### Short exercise 1
Lay out the records below as a JSON list of strings, one string per line and no blank lines, starting at their first line and stopping after the line that contains "POLYGON ((17 38, 9 54, 66 71, 52 27, 17 38))".
Start of Passage shown
It can be hard to get to Laramie, home of Wyoming’s only public university. The local airport has just a couple of 50-seat inbound flights every day. It’s often easier to fly into Denver and drive north on Interstate 25. Tucked in Wyoming’s far southeast corner, Laramie is a day’s drive from big chunks of the state.

The distance from everywhere else fits the ethos of a state where the spread-out spaces have matched a conservatism rooted in a libertarian, leave-me-alone-and-I’ll-leave-you-alone political philosophy. It’s why the state traditionally funds the University of Wyoming with a block grant, sending about $366 million for the current biennium for the university to divvy up how it sees fit.

But in recent years, that ethos has changed, thanks to the growing power of the state’s uber-conservative Wyoming Freedom Caucus, which this year flexed its muscles and pursued a $40 million cut to that grant. While the move ultimately failed, the debate that raged in the op-ed pages of local media, in emails to state legislators, and in coffee shop conversations for the first three months of 2026 is far from over. Among the most resonant questions: What is the mission of the University of Wyoming in the years ahead — and who gets to define it?

“I think public scrutiny is going to continue,” the University of Wyoming’s president, Ed Seidel, told The Chronicle. “This year we had our work cut out for us to make clear what the value of the university was.”

Proving value is tough — not only in Laramie, but across other red states like Florida, Texas and Utah, where vast swaths of the public are skeptical and not convinced by studies showing higher ed’s economic benefits. The Wyoming saga reflects a national debate over who should call the shots at public universities.

But it also demonstrates how a campus can win support in the short term, relying on a schism within a legislature’s conservative ranks. Political science scholars say if such a split happens nationally, it could help save universities, especially if establishment Republicans can rally to win those battles.

Gov. Mark Gordon addresses lawmakers Monday, Feb. 9, 2026, during his State of the State address at the Capitol in Cheyenne. (Mike Vanata/WyoFile)

In January, Gov. Mark Gordon issued his budget request, which included full funding for the university, kicking off a process that in a different political climate might have proved uncontroversial. The energy business is booming, leaving Wyoming with $250 million in excess funds. But members of the Freedom Caucus had different ideas. Those who sat on a key legislative committee entered the session with a goal of making big cuts. In at least one meeting, some members wore red suit coats to showcase their views on the fiscal situation.

The committee voted to slash the university’s two-year block grant by $40 million, but exempted the College of Education and the College of Agriculture, Life Sciences and Natural Resources. “The University of Wyoming is a land-grant university that has forgotten its founding purpose,” Sheridan Republican Rep. Ken Pendergraft, a member of the caucus who suggested the cut, wrote in an email to The Chronicle.

“The only lever we have is the power of the purse. Sometimes it takes a big lever to get attention.”

Rep. Scott Heiner

The budget then went to the full Legislature. The Senate, which isn’t dominated by the Freedom Caucus, rejected the cut. It was a different story in the House, where an ongoing civil war between new-guard and old-guard Republicans reared its head. Rep. Steve Harshman, a Casper Republican of the old guard, proposed requiring the university conduct a comprehensive review to come up with $5 million in cost savings — or face the full $40 million cut. Harshman, the longest-serving member of the House and formerly its speaker, said he was trying to keep funding stable and let the university do the work of trying to find savings.
End of Passage shown
Start of Material
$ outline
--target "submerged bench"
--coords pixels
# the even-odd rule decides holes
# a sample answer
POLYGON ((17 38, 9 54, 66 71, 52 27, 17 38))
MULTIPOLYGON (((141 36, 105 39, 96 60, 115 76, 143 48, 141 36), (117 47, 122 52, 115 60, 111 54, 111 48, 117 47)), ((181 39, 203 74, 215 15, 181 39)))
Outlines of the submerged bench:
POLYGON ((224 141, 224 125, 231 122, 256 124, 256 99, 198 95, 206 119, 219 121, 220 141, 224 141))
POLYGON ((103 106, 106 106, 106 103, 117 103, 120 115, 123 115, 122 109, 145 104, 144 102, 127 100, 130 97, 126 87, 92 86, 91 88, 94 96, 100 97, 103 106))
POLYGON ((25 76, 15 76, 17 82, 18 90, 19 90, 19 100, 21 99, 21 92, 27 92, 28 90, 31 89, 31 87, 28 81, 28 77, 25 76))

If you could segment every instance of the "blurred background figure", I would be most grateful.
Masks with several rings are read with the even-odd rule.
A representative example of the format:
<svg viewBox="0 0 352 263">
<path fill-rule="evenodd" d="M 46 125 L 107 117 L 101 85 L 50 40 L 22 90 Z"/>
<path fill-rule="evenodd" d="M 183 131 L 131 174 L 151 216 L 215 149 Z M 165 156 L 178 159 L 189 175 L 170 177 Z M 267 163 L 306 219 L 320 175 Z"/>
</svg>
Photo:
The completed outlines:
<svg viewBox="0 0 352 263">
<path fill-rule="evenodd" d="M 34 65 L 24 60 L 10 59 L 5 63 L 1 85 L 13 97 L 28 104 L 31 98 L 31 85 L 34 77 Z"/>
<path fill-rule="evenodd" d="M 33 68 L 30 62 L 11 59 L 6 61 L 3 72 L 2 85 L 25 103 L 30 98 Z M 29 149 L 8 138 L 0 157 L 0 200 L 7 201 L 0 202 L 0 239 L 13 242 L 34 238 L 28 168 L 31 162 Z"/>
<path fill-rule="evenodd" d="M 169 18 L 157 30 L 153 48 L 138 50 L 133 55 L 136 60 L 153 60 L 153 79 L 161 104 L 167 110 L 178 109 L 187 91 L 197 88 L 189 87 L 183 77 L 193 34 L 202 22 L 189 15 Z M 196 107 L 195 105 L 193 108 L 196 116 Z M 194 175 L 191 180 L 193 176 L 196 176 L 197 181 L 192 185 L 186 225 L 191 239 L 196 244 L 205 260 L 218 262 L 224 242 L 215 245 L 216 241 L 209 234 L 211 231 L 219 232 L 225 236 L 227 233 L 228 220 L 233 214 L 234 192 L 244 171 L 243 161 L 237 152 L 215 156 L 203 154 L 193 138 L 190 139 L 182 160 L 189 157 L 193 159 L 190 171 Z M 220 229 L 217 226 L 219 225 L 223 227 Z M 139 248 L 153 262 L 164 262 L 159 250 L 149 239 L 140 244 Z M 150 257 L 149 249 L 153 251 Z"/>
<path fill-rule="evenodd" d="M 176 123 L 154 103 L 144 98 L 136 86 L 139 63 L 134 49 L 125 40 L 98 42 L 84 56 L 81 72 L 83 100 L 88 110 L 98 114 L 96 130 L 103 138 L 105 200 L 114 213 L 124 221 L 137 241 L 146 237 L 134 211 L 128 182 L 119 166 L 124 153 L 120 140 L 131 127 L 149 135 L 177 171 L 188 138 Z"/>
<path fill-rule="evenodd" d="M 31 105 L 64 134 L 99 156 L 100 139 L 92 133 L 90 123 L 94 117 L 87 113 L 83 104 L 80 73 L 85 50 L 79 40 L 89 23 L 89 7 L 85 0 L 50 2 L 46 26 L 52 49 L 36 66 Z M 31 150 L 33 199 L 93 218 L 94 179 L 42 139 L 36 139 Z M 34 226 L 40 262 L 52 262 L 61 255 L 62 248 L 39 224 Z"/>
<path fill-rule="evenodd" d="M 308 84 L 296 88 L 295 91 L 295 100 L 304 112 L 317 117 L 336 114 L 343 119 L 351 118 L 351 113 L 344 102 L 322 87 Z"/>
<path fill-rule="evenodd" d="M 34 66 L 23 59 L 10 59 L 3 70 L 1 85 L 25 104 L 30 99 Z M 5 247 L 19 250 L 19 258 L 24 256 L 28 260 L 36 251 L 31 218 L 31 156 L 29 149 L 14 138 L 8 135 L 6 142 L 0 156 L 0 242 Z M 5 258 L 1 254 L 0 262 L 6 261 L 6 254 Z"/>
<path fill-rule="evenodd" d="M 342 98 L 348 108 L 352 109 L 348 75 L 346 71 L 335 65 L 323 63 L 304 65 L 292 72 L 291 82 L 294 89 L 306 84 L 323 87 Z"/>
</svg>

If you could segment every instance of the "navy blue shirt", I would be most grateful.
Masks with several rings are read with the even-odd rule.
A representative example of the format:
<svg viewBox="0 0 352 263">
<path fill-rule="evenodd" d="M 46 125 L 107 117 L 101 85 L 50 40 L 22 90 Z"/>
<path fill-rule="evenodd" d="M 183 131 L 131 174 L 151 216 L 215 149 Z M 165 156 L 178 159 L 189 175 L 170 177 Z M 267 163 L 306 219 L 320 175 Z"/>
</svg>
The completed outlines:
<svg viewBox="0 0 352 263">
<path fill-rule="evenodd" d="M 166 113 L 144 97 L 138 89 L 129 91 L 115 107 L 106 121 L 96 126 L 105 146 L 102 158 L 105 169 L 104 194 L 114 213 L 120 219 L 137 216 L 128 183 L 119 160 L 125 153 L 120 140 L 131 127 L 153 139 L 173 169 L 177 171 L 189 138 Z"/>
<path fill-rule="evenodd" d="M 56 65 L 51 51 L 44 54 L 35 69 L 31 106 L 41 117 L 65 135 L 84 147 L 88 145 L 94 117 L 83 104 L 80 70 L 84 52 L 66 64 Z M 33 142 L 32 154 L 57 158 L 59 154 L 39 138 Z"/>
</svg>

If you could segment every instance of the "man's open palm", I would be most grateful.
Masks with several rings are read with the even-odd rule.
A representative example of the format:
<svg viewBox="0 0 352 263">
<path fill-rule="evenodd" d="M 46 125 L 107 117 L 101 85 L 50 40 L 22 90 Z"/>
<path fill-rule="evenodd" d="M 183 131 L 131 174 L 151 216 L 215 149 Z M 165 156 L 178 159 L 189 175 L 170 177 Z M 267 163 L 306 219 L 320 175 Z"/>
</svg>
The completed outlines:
End of Material
### Short exercise 2
Proceed with the article on the University of Wyoming funding fight, picking up right after its final sentence.

### Task result 1
[
  "$ outline",
  "--target \"submerged bench\"",
  "--coords pixels",
  "# the even-odd rule decides holes",
  "# a sample answer",
  "POLYGON ((17 38, 9 54, 66 71, 52 27, 17 38))"
]

### Task result 2
Rep. Steve Harshman, R-Casper, durimg the 2026 Wyoming Legislature’s budget session in Cheyenne. (Mike Vanata/WyoFile)

He’s still baffled that such a reduction was suggested in the first place. “The block grant hasn’t changed much over the years,” he told The Chronicle, adding, “What problem were we trying to solve?”

John Bear had an answer. The Republican chairman of the appropriations committee and chairman emeritus of the Freedom Caucus cited during the House debate a number of sticking points: diversity, equity, and inclusion programs, as well as “inefficient and impractical” degree programs.
That launched more than an hour of debate about who should call the shots at the university, with legislators going back and forth over how much control they should have over its operations.

“The only lever we have is the power of the purse. Sometimes it takes a big lever to get attention,” said Green River Republican Rep. Scott Heiner, also a Freedom Caucus member, during the debate. The Legislature needed to get the university’s attention so it would return to being “a better land-grant university to meet the needs of our citizens here in Wyoming,” he added.

Other lawmakers focused on the text of the Morrill Act of 1862, which founded land-grant universities and called for higher education institutions to provide “practical” education. The University of Wyoming wasn’t doing that, they said, particularly in the liberal arts.

But others said there was no reason for any cuts. “There’s no rational explanation whatsoever,” Rep. Landon Brown, a Cheyenne Republican, said during the debate, “other than we have the power of the purse, so we can. Ladies and gentlemen, that’s what bullies do.”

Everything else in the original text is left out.